----- PROVIDED RECORDS

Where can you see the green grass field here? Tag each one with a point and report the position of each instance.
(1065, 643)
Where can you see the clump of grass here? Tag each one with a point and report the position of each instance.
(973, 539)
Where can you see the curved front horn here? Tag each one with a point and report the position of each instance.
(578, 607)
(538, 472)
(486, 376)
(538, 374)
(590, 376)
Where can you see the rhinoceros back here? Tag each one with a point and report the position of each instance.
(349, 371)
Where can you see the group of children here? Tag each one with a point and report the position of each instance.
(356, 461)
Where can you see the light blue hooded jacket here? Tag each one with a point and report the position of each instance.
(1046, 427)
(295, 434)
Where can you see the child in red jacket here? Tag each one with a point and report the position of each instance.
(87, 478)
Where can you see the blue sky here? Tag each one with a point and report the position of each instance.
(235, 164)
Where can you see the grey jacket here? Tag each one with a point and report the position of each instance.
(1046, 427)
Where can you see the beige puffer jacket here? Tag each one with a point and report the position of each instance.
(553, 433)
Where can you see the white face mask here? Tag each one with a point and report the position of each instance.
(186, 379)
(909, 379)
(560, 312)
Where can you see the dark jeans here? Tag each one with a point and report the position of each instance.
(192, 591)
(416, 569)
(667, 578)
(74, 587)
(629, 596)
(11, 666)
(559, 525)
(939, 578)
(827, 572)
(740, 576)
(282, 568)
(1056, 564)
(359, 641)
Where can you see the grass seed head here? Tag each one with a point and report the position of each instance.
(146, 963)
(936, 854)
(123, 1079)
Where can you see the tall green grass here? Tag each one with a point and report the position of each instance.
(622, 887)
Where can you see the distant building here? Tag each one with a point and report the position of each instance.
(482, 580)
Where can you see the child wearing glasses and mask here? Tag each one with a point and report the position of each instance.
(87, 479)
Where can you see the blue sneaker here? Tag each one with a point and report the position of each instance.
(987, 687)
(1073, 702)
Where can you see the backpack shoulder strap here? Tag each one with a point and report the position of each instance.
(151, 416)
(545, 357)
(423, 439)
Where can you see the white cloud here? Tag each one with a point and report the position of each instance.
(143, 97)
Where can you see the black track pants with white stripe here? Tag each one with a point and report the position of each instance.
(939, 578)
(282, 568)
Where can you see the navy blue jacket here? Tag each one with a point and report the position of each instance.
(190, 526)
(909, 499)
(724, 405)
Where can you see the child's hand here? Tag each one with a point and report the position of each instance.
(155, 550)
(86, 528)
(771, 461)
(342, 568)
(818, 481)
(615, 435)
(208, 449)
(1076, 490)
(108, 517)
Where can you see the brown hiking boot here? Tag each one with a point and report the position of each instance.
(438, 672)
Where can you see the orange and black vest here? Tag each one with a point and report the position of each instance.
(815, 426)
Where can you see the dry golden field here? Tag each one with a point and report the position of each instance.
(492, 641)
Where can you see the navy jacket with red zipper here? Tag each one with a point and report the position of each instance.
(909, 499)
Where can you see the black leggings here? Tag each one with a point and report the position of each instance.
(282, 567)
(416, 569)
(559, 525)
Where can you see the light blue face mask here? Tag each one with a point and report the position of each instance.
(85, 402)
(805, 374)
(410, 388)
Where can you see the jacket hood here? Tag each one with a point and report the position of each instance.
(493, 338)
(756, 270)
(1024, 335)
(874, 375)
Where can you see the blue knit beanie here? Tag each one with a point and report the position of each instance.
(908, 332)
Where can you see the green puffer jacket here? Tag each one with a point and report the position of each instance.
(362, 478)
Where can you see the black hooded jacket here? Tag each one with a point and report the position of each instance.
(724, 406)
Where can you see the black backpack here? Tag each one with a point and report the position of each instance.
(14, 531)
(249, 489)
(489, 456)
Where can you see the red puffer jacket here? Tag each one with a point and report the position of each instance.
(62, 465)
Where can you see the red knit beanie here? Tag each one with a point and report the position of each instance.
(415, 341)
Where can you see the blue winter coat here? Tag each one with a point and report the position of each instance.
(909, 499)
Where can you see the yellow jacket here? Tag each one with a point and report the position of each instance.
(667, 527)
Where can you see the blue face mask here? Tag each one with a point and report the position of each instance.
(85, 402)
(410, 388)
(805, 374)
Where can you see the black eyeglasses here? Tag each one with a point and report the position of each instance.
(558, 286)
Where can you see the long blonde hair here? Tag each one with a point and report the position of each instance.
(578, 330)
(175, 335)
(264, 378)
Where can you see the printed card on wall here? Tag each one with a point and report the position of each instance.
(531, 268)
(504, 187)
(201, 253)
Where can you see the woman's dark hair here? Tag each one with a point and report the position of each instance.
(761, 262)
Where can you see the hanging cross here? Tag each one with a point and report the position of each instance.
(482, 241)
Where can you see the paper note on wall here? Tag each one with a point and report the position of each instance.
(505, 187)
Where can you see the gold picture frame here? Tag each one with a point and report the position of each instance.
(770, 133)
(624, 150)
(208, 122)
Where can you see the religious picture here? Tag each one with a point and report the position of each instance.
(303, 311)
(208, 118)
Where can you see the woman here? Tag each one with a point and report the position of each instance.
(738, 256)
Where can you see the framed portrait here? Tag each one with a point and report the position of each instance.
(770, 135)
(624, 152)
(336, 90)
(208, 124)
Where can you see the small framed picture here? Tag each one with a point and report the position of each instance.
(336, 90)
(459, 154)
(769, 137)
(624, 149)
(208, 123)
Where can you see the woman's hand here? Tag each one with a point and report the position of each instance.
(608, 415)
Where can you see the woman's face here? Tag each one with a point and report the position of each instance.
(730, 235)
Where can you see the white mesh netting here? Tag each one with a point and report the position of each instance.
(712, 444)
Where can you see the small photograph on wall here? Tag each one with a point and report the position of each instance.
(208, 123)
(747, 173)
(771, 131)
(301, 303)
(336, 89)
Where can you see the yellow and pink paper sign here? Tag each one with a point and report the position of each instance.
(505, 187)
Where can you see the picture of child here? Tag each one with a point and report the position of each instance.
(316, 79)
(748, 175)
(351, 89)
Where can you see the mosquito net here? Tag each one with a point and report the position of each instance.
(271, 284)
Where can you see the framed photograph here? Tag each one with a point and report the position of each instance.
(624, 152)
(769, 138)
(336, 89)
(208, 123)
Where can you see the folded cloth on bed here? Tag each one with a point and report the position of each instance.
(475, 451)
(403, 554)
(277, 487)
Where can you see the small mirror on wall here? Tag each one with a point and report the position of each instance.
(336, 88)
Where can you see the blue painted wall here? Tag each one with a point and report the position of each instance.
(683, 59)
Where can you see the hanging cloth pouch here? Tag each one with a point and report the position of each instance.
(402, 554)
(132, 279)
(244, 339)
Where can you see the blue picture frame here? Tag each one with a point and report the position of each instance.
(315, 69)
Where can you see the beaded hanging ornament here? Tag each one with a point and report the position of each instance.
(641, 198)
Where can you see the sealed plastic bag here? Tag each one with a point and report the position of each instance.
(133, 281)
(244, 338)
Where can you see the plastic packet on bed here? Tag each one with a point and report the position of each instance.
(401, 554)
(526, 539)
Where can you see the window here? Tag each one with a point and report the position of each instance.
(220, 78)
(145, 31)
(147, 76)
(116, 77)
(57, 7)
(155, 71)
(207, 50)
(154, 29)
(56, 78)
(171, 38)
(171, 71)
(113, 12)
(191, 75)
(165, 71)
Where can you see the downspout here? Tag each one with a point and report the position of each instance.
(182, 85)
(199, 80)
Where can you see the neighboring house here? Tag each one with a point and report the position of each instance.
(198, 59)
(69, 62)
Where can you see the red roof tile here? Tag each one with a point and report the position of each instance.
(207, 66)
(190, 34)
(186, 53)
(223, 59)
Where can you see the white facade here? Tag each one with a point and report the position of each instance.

----------

(WHAT YOU ARE ASKED TO DO): Each line of the material is to be copied exactly.

(OUTPUT FOR THIS EXERCISE):
Where can you see the green grass field here? Tag each one with a point and report the position of each instance.
(1065, 643)
Where can you see the clump of grass here? Tag each one with a point and report the position of each instance.
(973, 539)
Where can you see the curved front horn here? Tag each one with a point and report the position of each instance.
(578, 607)
(538, 472)
(486, 376)
(538, 374)
(590, 376)
Where can you see the rhinoceros back here? Tag each one with a point and report the position of each instance.
(349, 371)
Where can you see the group of children here? Tag each one with a point and report the position of each instance.
(356, 461)
Where can you see the light blue hooded jacket here? Tag each one with a point and report the position of each instance.
(1046, 427)
(295, 434)
Where can you see the child in red jacket here? Tag each one with a point and report the position of each instance.
(87, 478)
Where can you see the blue sky here? Tag each one with a point and report the position of each instance.
(235, 164)
Where can you see the grey jacket here? Tag each one with a point and report the position of each instance.
(1046, 427)
Where can you see the beige puffer jacket here? Tag each one with a point and report the position of each instance.
(553, 433)
Where can you see the white face mask here? Tag each one with a point and report the position of each instance.
(186, 379)
(909, 379)
(560, 312)
Where can you see the dark jeans here? Tag each one with a point and report the position of each instance.
(192, 591)
(416, 569)
(667, 578)
(74, 587)
(629, 596)
(11, 666)
(559, 525)
(939, 578)
(827, 572)
(740, 576)
(282, 568)
(1056, 564)
(359, 641)
Where can you see the grass seed head here? Tag each one with a point and report the position of each instance.
(146, 963)
(936, 854)
(123, 1079)
Where can you see the tall green grass here? Tag each one with a point and report the position of each instance.
(622, 887)
Where can you see the distant building here? Tag each one with a point and report the position of each instance.
(482, 580)
Where can you see the child wearing glasses and mask here? Tag each one with a point and report the position of each instance.
(87, 479)
Where can you see the blue sneaker here? Tag each one with a point and report the position of each instance.
(987, 687)
(1073, 702)
Where can you see the backpack shoulder strap here? Tag each one with a point and report the position of each instance.
(151, 416)
(545, 357)
(423, 439)
Where can you see the white cloud here? Tag each one with a point and report the position of each instance.
(143, 97)
Where can you see the black track pants with white stripe here? Tag each one with a point and report the position of each instance.
(939, 578)
(282, 568)
Where can you see the navy blue jacket here? Tag each one with a point and report the position of each instance.
(190, 526)
(909, 499)
(724, 405)
Where can you see the child's hand here? Tag each one with a point and report the position of each instance.
(155, 550)
(86, 528)
(771, 461)
(342, 568)
(818, 481)
(615, 435)
(208, 449)
(1076, 490)
(108, 517)
Where can you see the brown hiking boot here? Tag each one with a point and report the position of each instance.
(438, 672)
Where can you see the orange and black vest here? Tag each one with a point and report the position of each instance.
(815, 426)
Where can you see the dry golden field here? Tag each one with a point and report the position of each instance.
(492, 641)
Where can you see the navy jacket with red zipper here? Tag each one with a point and report the position of each instance.
(909, 499)
Where can you see the black leggings here? Tag each one with a point and report the position of each instance.
(282, 567)
(416, 569)
(559, 525)
Where can you see the light blue face mask here? Tag each one with a point and report the position of each instance.
(85, 402)
(805, 374)
(410, 388)
Where can you see the jacket hood here? Tag each one with a point and report the position of each instance.
(493, 338)
(756, 270)
(1024, 335)
(874, 375)
Where can you see the blue knit beanie here? Tag each one with a point and report the position of each instance.
(908, 332)
Where can you see the green puffer jacket here? Tag each one with a point and report the position of each instance.
(362, 478)
Where can you see the black hooded jacket here? Tag each one with a point and report the position of each instance.
(724, 406)
Where can you see the black backpack here? Tag each one with a point and report the position of each instance.
(14, 531)
(249, 489)
(489, 456)
Where can you see the red puffer jacket here? Tag each one with a point and report the position of each instance.
(62, 465)
Where can you see the red knit beanie here? Tag each one with a point and report the position of each instance.
(415, 341)
Where can you see the blue winter coat here? Tag each one with a point and report the position of each instance.
(909, 499)
Where can you see the yellow jacket here? Tag each one with a point and report the position of each instance.
(667, 527)
Where can you see the blue face mask here? Tag each one with a point and report the position of each instance.
(85, 402)
(410, 388)
(805, 374)
Where can you see the black eyeglasses here? Tag each one with a point and report the position of each instance.
(558, 286)
Where can you see the long blonde hair here? Tag each one with a point and report the position of each instance.
(578, 330)
(175, 335)
(264, 378)
Where can you see the printed card on wall here? Tag each one with a point and report the position of each instance.
(531, 268)
(504, 187)
(201, 253)
Where can you see the woman's dark hair here? Tag each one with a point and report the position of each instance.
(761, 262)
Where can you see the hanging cross here? Tag each one with a point and report the position of each instance.
(482, 241)
Where can you see the paper note on wall here? Tag each one with a point and report the position of each instance.
(505, 187)
Where can you see the gold picture frame here? Tag each one with a point and report the position of each instance.
(770, 133)
(624, 150)
(208, 122)
Where can you see the religious picture here? Tag each one with a point and report the position of each instance.
(303, 311)
(208, 118)
Where can you see the woman here? Tag each one with a point and report the position of each instance.
(738, 256)
Where can you see the framed portrait here? Tag each one with a point and report the position of each instance.
(770, 135)
(624, 152)
(336, 90)
(208, 124)
Where can you see the small framed picture here? Tag each one with a point and report the position of each instance.
(336, 90)
(459, 154)
(769, 137)
(624, 149)
(208, 123)
Where can you see the woman's hand here? Tag each one with a point and report the position of each instance.
(608, 415)
Where can you see the woman's face here? Tag each one with a point and report the position of each instance.
(730, 235)
Where can you see the white mesh netting here? Tag each one with a point and report the position of each instance.
(712, 444)
Where can you see the small photograph on wall here? Tag each one with a point and report the position of each instance.
(208, 123)
(747, 173)
(771, 131)
(301, 303)
(336, 89)
Where can you see the yellow and pink paper sign here? Tag each one with a point and report the position of each instance.
(505, 187)
Where can you see the picture of child here? Tag each one with a point and report the position of each instance.
(316, 79)
(748, 175)
(351, 89)
Where can you see the mosquito net here? Tag each one with a point and report the position of each instance.
(271, 284)
Where can you see the framed photograph here? Tag each one with a point and report the position of each instance.
(624, 152)
(769, 138)
(336, 89)
(208, 123)
Where can you see the folded cloth on bed here? Tag each one with a point and report the position of each instance.
(475, 451)
(403, 554)
(277, 487)
Where can you see the small mirror on wall here? Tag each one with a point and report the position of each instance.
(336, 88)
Where can you see the blue painted wall here? Tag each one with a point and report the position of each instance.
(683, 59)
Where can you see the hanging cloth pouch here? Tag each one with a point and report the position of each instance.
(402, 554)
(132, 279)
(244, 339)
Where can you see the blue picture frame here? Tag each one with a point and report the position of each instance.
(315, 69)
Where can you see the beaded hanging ornament here? Tag each one with a point and report the position of each instance.
(641, 198)
Where can you see the sealed plastic bag here? Tag each one with a point and report the position of each instance.
(133, 281)
(244, 338)
Where can you see the plastic packet on bed here? Tag each one with a point and report the position of each instance.
(401, 554)
(526, 539)
Where can you see the window here? Tag each one with a point and report the position of each instance.
(220, 78)
(145, 31)
(147, 76)
(116, 77)
(57, 7)
(155, 71)
(207, 50)
(154, 29)
(56, 78)
(171, 38)
(171, 71)
(113, 12)
(191, 75)
(165, 71)
Where can you see the downspout here? Tag each one with a point and report the position of each instance.
(182, 85)
(199, 80)
Where can you see the neighboring house here? Tag each one with a point and report the position of each instance.
(198, 59)
(69, 62)
Where can you see the red roof tile here? Tag each one with a point and report the position of each instance.
(207, 66)
(190, 34)
(186, 53)
(223, 59)
Where can you see the white facade here? Tag each one with a point and report the position of each instance.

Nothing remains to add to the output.